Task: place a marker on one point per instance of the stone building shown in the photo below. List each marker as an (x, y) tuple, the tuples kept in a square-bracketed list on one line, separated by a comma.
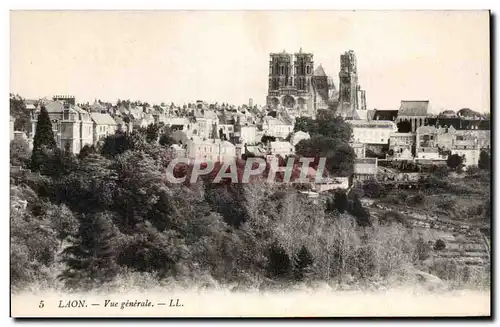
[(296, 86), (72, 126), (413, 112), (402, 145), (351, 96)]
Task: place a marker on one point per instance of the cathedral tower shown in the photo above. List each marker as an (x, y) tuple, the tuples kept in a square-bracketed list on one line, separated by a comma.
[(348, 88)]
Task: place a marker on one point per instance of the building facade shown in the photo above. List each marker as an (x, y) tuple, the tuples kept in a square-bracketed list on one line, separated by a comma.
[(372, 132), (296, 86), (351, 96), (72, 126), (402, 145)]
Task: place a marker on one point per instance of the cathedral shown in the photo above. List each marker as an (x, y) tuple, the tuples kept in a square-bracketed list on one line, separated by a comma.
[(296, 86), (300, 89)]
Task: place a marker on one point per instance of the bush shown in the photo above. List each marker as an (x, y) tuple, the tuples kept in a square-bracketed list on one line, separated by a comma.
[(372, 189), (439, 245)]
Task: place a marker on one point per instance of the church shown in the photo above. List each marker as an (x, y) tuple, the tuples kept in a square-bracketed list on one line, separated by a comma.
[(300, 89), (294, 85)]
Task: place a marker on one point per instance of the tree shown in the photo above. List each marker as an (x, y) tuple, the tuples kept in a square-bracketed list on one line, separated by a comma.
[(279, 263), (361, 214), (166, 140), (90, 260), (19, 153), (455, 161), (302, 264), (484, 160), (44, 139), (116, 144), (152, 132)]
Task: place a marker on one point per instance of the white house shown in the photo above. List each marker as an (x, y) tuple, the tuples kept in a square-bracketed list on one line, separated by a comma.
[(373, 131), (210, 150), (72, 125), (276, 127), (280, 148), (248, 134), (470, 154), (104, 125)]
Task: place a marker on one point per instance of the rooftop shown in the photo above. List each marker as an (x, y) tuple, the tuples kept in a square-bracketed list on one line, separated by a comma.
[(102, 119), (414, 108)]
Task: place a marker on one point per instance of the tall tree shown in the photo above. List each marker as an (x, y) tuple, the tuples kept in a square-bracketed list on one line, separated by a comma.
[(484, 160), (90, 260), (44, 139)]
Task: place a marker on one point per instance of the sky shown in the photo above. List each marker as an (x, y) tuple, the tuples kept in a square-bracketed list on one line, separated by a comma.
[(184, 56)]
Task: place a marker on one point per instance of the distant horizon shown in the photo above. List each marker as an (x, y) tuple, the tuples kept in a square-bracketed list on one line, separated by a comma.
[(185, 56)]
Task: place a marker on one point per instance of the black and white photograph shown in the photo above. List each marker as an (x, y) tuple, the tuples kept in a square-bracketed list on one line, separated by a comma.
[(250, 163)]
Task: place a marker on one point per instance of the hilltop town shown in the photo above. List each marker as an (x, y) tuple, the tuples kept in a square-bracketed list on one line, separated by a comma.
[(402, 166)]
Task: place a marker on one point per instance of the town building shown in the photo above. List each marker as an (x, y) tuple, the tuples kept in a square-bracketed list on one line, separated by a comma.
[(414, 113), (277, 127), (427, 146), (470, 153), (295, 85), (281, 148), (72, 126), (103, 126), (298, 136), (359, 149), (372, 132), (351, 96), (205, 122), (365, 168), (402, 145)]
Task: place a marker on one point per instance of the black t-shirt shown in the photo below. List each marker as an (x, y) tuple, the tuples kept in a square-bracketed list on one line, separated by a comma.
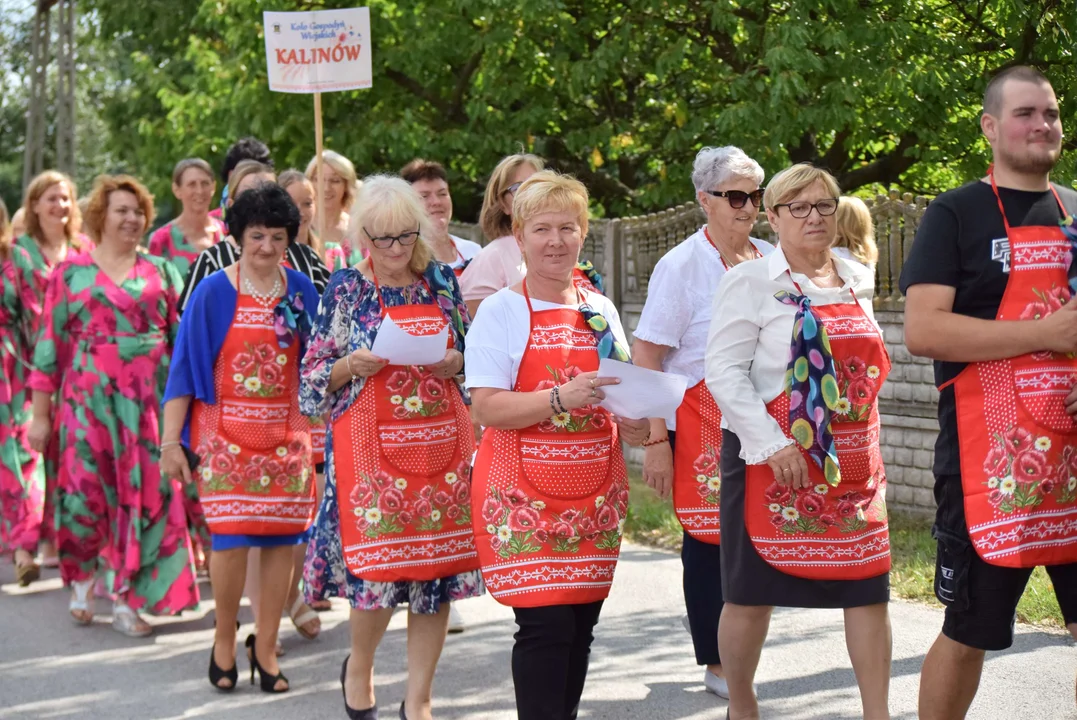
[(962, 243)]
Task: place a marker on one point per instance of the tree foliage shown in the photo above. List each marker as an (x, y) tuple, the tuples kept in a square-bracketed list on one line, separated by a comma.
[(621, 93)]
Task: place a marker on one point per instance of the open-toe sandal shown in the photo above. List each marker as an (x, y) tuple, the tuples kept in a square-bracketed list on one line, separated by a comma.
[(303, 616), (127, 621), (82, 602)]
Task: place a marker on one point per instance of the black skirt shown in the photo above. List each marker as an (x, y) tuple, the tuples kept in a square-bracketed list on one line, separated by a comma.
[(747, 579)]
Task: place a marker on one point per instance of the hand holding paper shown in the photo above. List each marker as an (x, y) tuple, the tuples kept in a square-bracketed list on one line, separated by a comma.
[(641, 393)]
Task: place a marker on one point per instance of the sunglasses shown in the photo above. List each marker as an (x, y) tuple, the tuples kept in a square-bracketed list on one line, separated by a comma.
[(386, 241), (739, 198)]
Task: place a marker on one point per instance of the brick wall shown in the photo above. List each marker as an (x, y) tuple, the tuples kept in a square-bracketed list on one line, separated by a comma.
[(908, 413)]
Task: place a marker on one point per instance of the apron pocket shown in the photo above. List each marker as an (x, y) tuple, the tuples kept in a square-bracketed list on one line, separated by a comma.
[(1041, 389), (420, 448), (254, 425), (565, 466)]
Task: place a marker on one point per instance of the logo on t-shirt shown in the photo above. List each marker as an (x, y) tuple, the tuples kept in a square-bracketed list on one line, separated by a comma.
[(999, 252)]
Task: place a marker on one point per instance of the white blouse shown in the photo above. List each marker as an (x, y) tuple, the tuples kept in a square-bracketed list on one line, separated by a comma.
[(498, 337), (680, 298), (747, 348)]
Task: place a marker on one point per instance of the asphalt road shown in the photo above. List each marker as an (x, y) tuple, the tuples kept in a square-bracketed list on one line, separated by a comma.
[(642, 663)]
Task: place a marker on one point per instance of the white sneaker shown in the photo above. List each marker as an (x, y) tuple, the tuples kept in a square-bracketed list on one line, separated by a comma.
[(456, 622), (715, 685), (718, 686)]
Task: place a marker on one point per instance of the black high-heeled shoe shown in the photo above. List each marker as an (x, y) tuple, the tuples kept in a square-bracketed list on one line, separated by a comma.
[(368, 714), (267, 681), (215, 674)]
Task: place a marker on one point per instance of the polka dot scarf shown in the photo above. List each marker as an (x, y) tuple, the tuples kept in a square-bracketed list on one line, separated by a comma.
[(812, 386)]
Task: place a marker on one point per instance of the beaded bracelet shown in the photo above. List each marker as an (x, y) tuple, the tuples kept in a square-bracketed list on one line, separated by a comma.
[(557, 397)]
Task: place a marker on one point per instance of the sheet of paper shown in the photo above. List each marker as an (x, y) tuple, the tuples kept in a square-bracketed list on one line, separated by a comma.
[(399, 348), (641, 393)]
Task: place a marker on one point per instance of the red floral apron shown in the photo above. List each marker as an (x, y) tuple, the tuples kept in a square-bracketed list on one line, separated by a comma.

————————

TASK STATEMENT: Could you repeat the entries word for word, skipping the pictures they contain?

OUTPUT BELOW:
Task: place a marker on one point per instance of the stone building shown in the photo below. List each marker as an (x, y) tuple, the tuples kept in a square-bracketed list on one line, separated by a comma.
[(296, 86), (72, 126), (413, 112), (402, 145), (351, 96)]
Task: place a marker on one point per instance of the cathedral tower shown in the photo above. List each marker as an (x, y) tuple, the tuples kept in a square-bracketed list on one line, separated by a comma.
[(348, 88)]
Task: place a marker on one point per instance of the building facade shown in the photo above. List each marker as an (x, y) tuple, the tuples kept in a square-bracketed list on one line, separated by a comma.
[(372, 132), (296, 86), (351, 96), (72, 126), (402, 145)]
Task: place a marker on one point per instance of the cathedral shown in the photo above. List each marker as an (x, y) tuple, the tuples kept in a square-bracketed list on one line, separated by a comma.
[(296, 86), (300, 89)]
Task: place a marker on one point per instance of the bush shown in the photo above. List each marker as an (x, y) tuple, the tuples kept in a square-bracketed list on one line, separated by a comma.
[(372, 189), (439, 245)]
Task: place a marker on one point per instance of the church shown in the photo above. List each marker as an (x, y) tuple, the tuples kept in a square-bracketed list on one line, separated by a comma.
[(300, 89), (294, 85)]
Task: place a marker on one point per instance of the tree shown in the photo above. List each marker as an (x, y) tuple, the tuples kept in a square-bracketed list on one line, separated by a comma.
[(279, 263), (361, 214), (166, 140), (90, 260), (19, 153), (455, 161), (302, 264), (484, 160), (44, 139), (116, 144), (152, 132)]
Task: place a marker on one point per instance of the white house shown in the photo above. List each marker as an (x, y) tuple, the tuples kept in a square-bracketed list on one line, separated by a comma.
[(373, 131), (210, 150), (72, 125), (276, 127), (280, 148), (248, 134), (470, 154), (104, 125)]
Task: place a marker on one point per instance of the rooftop shown in the photo above. List each marker as an (x, y) tuple, the tuples kept in a square-bracketed list on one line, separated by a comma.
[(102, 119), (414, 108)]
Task: place a marker on one point per instance of the tall tree shown in the photo above. List each marker as an (x, y) tuple, the tuples kept in a square-bracketed list on one line, separated by a comma.
[(484, 160), (90, 260), (44, 139)]
Task: place a marker on one point per instance of the sky shown in the photo above. List each marker as an (x, y) tuple, the tuples kept in a square-bracketed list on one line, separated by a comma.
[(184, 56)]
Task: place a marker on one point per instance of the distant horizon shown in the photo above. List each marker as an (x, y) tuple, the tuples kept in a square-bracketed list on one line, separated by a comma.
[(185, 56)]
Task: place a marker on one point per instance of the black and white photograph shown in the photo above. List each marker as an (x, y) tuple, the tuples kept in a square-bracketed list on one line, separated by a comma.
[(250, 163)]
Task: place a marker on one point per instance of the hilltop town shown in the photo above. List each marker as an (x, y) tuple, the tuples kept in a square-bracketed list on one line, separated by a comma.
[(402, 166)]
Task: place a marker on one point per instance of the town building shown in the photo above. List each marker as an (x, y) tuple, the tuples kept in a square-bracketed list on one line, separated by a comma.
[(414, 113), (277, 127), (427, 146), (470, 153), (295, 85), (281, 148), (72, 126), (103, 126), (298, 136), (359, 149), (372, 132), (351, 96), (205, 122), (365, 168), (402, 145)]
Task: place a marker on one point per instance of the black t-shirt shown in the photo below. List each marker as an (x, y) tuple, the tuples kept in a square-bracketed list on one line, separated by a comma.
[(962, 243)]
Task: place a marker on one point per instance of the tree foliage shown in the photo above. List each marker as an (x, y) tuple, the tuples kept in a square-bracketed list on one line, separated by a comma.
[(621, 93)]
Task: place a marker on one point per instance of the open-toe sandal shown in the photo above. List each marker as an (x, y) tuple, the tuples kept in a square-bracketed list on one line, separated by a comma.
[(303, 616), (127, 621), (82, 602)]
Task: place a marker on one point per instance of the black skirt shown in the photo above. List each marker as an (x, y) tuple, the tuples kept in a square-bracketed list on one line, separated by a comma.
[(747, 579)]
Task: place a marker on one point per instance of the hand holding paper shown in the photo above. List each marker as an (x, y) tuple, the tuples kept in a square-bracketed list on one line, separated by a comma.
[(641, 393)]
Task: place a marker on one point per instance of the sunglasses shown in the photo above. List each marker as an (x, y) tuple, the tuples kept in a square-bracketed list on one line, separated by a comma.
[(386, 241), (739, 198)]
Task: place a marker on one point per instance of the brick wall shown in the photo above. List each marker as an (x, y) tuple, the tuples kept in a square-bracketed list on one line, separated by a comma.
[(908, 413)]
Task: place a marker on one point per instance of the apron pocket shown in the photo above. List each marker as an (x, y) tuple, the tuples kept in a square-bracketed list on one line, separated by a comma.
[(1041, 389), (420, 448), (254, 425), (565, 466)]
Task: place a marker on one point per instance of the logo on t-shirt shown in the photo above. List each marker as an (x, y) tuple, the tuples kept in a square-bracketed list on one line, separated by a comma.
[(999, 252)]
Task: place a marker on one point per instance of the white blouse shown in the photo above. List each marker as an (x, y) tuple, the tuples kept in a square-bracketed list on one line, separated by a comma.
[(498, 337), (680, 298), (747, 348)]
Task: place a marker on one point per instance of the asphalt road shown in the photo above. List each marker as an (x, y) tuple, the tuples kept in a square-bracketed list on one line, separated by a comma.
[(642, 663)]
Task: place a marker on one point per instance of the white sneaker shown in the photo above. List each marker as an (x, y) tuple, the tuples kept in a square-bracketed list on one line, separated by a comma.
[(456, 622), (715, 685), (718, 686)]
Task: place a marker on one point per instance of the black high-heeled shoe shown in the photo above. List each marker as an (x, y) tuple, the tuples kept in a square-bracketed list on one line, separated by a comma.
[(368, 714), (267, 681), (215, 674)]
Task: place a marker on one point per instance of the polka dot scarf shown in the photo above. List each marker as an (x, y) tuple, the tuples kept in a square-bracketed list on one line, separated by a comma.
[(812, 386)]
Task: place a marker on one point per instance of the beaded bracelet shown in the photo above. List each marker as an (x, y) tuple, the tuples kept in a square-bracketed list on one line, separated by a comma.
[(557, 397)]
Task: place a marker on one point per instance of the sheet of paper shown in the photo above. List each marker as an (x, y) tuple, the tuples kept in a square-bracketed list on one line, separated by a comma.
[(399, 348), (641, 393)]
Task: place a marker on one point per instance of the red floral apron shown in the photo above. List each marker as an (x, y) tuple, the tuples kept in a square-bracketed list on one line, separated by a comma.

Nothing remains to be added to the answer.